▶ **Brief a**: Duplicate the rows from the line containing "Note to the class: find the butterfly body" through the last row, including both of those lines.
---
WASHINGTON — Senate Democrats Tuesday said they plan to block a vote on Republican legislation to reform policing guidelines, calling it “irrevocably flawed” and setting up a stalemate in the Senate over how to address police violence in the midst of national protests over the issue.
The move among Democrats to oppose the measure undercuts plans by Senate Majority Leader Mitch McConnell, R-Ky., to hold a procedural vote Wednesday to move onto debating the legislation. That vote needs the support of at least 60 senators to pass, meaning that seven Democrats would have to join all Republicans.
But Democrats say they don’t believe the president is willing to work toward a solution and they are skeptical of McConnell’s intentions in moving forward with the GOP bill, speculating that he is putting forward a half-baked effort.
Senate Democratic Leader Chuck Schumer, who called the GOP bill “deeply, fundamentally and irrevocably flawed,” said that McConnell’s “plan appears to be designed to get the burden of dealing with policing reform off Republican shoulders by setting up a process which is guaranteed not to result in successful legislation,” Schumer said.
“He’s setting this up for failure so he can check a political box,” Sen. Cory Booker, D-N.J., added.
Booker and Sen. Kamala Harris, D-Calif., the chamber’s two Black Democrats, helped to write the version of the reform bill that is being voted on in the House on Thursday. They asked McConnell in a letter Tuesday morning for “bipartisan talks to get to a constructive starting point.”
McConnell suggested that he will move forward with the vote on Wednesday regardless, telling reporters that Democrats “don’t have to trust me when I say I want an open amendment process. I mean it, but if they don’t feel like they’re had fair treatment, their remedy is to refuse to finish the bill.”
House Speaker Nancy Pelosi said last week that she’d support negotiating with the Senate after they vote on a bill in a conference committee. When asked why he doesn’t support that process, Schumer said, “if you want to get to conference you need a bipartisan process to start or you will never get to conference. That’s the flaw of McConnell’s proposal.”
---
▶ **Brief b**: Write out the whole article on Senate Democrats opposing the Republican policing bill word for word.
---
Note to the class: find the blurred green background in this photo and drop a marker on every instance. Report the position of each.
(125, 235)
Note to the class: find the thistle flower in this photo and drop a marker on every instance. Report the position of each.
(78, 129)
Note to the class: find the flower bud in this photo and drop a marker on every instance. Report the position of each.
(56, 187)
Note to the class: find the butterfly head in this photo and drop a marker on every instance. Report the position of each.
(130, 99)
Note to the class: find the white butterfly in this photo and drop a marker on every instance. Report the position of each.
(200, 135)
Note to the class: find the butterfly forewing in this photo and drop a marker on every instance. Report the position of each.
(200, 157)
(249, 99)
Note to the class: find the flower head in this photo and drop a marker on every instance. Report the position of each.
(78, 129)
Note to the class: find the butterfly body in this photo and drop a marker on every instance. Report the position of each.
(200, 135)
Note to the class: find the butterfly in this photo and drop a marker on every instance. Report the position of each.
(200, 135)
---
▶ **Correct response a**:
Note to the class: find the butterfly body in this photo and drop a marker on every instance. Report the position of each.
(200, 135)
Note to the class: find the butterfly in this photo and drop a marker on every instance. Report the position of each.
(200, 135)

▶ **Correct response b**:
WASHINGTON — Senate Democrats Tuesday said they plan to block a vote on Republican legislation to reform policing guidelines, calling it “irrevocably flawed” and setting up a stalemate in the Senate over how to address police violence in the midst of national protests over the issue.
The move among Democrats to oppose the measure undercuts plans by Senate Majority Leader Mitch McConnell, R-Ky., to hold a procedural vote Wednesday to move onto debating the legislation. That vote needs the support of at least 60 senators to pass, meaning that seven Democrats would have to join all Republicans.
But Democrats say they don’t believe the president is willing to work toward a solution and they are skeptical of McConnell’s intentions in moving forward with the GOP bill, speculating that he is putting forward a half-baked effort.
Senate Democratic Leader Chuck Schumer, who called the GOP bill “deeply, fundamentally and irrevocably flawed,” said that McConnell’s “plan appears to be designed to get the burden of dealing with policing reform off Republican shoulders by setting up a process which is guaranteed not to result in successful legislation,” Schumer said.
“He’s setting this up for failure so he can check a political box,” Sen. Cory Booker, D-N.J., added.
Booker and Sen. Kamala Harris, D-Calif., the chamber’s two Black Democrats, helped to write the version of the reform bill that is being voted on in the House on Thursday. They asked McConnell in a letter Tuesday morning for “bipartisan talks to get to a constructive starting point.”
McConnell suggested that he will move forward with the vote on Wednesday regardless, telling reporters that Democrats “don’t have to trust me when I say I want an open amendment process. I mean it, but if they don’t feel like they’re had fair treatment, their remedy is to refuse to finish the bill.”
House Speaker Nancy Pelosi said last week that she’d support negotiating with the Senate after they vote on a bill in a conference committee. When asked why he doesn’t support that process, Schumer said, “if you want to get to conference you need a bipartisan process to start or you will never get to conference. That’s the flaw of McConnell’s proposal.”